» TASK INSTRUCTIONS: Translate this sentence from the woodworking joints passage into Spanish: "The stool is intended to take a person’s sitting weight without collapsing."

Use of Joints in Woodworking

Most projects require the attachment of one piece of wood to another to provide structural or functional strength. A three-legged milking stool is a great example. The stool has, as the name implies, three legs and a seat (which sometimes has a handle). The stool is intended to take a person’s sitting weight without collapsing. The joint in this case is often a dowel, which is turned on the end of a leg. This dowel leg fits into a drilled hole in the seat. In this example, when the dowel of the leg is fixed into the hole in the seat, it must result in a strong enough joint to bear the expected weight.

I am going to concentrate on three simple joints. Making these joints will allow you to gain an understanding of the amount of accuracy required to cut and fit the joints and the strengths and weaknesses of each joint. This exercise will increase your confidence in the use of hand tools and start you thinking about what is the most appropriate joint to use.

The Simple Half Lap Joint

If we were using two pieces of 1″ x 3″, you would see that the 3″ width establishes the size of both parts of the joint. Half the thickness of our 1″x 3″ gives us the depth of the joints on both pieces. The joint should be marked out using a setsquare. The cross cut line should extend across the face and down both edges. A marking gauge, set for half the thickness, can be used to mark the depth of cut on both edges. Use a dovetail or tenon saw to make two saw cuts inside the pencil lines, down to the depth marked on the edges. Hold the female piece in a vise and use a sharp chisel with the bevel down to roughly remove the wood, almost down to the gauge mark. Work from both sides. Then follow up with a hand router, set at the desired depth to clean cut the female portion of the joint.

The male part for the joint is prepared in a slightly different way. Again, use a setsquare to pencil the length line on the face of the piece and the marking gauge to scratch a line along both edges and along the end grain. As before, the cross grain cuts can be made with the tenon saw, going down to the gauge line (ie. half the thickness of our piece of wood). Now, place the wood in the vise so that the rip cut along the grain of the piece can be made comfortably with the tenon saw. Do not expect to make this cut perfectly the first time. You have now prepared the male portion of the joint. If you are very fortunate, the joint will be a snug push-fit. If the joint is too tight you can reduce the width of the male piece of wood by taking a shaving off the edge. If the male tenon is too thick, you could take a few shavings off the inside face with a rabbet plane, bull nose plane or shoulder plane.

Once you have adjusted the pieces, and they fit together so that the joint surfaces on all sides of the assembled joint fit well together, it is time to look at the joint from a structural point of view. Lay the assembled pieces flat on the bench and try to move the male portion sideways, while holding the female piece stationary. You will find that you cannot move it at all. The joint is very strong in this direction. However, if you hold the female section and slide the male section out, there is friction but it can be done. So the joint is not as strong in that direction. Lastly, if you hold the female section down and lift up on the male, the resistance is even less. Meaning that the joint is weakest in that direction. All of the comparisons are assuming no glue or fasteners of any kind have been used.

» EXTRACTED ENTRIES:
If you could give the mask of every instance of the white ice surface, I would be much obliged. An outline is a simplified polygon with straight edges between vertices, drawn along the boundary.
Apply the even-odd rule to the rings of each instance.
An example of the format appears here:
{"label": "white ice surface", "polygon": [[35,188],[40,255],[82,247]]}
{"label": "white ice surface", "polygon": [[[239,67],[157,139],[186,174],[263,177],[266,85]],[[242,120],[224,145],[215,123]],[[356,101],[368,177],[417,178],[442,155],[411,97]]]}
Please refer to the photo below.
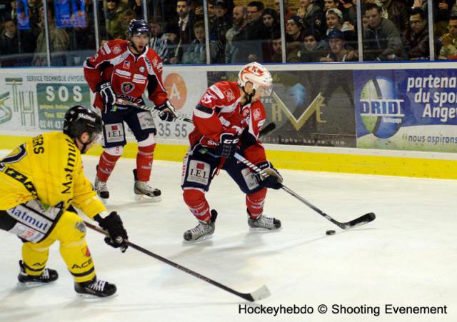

» SOLUTION TO THIS EXERCISE: El taburete está pensado para soportar el peso de una persona sentada sin desplomarse.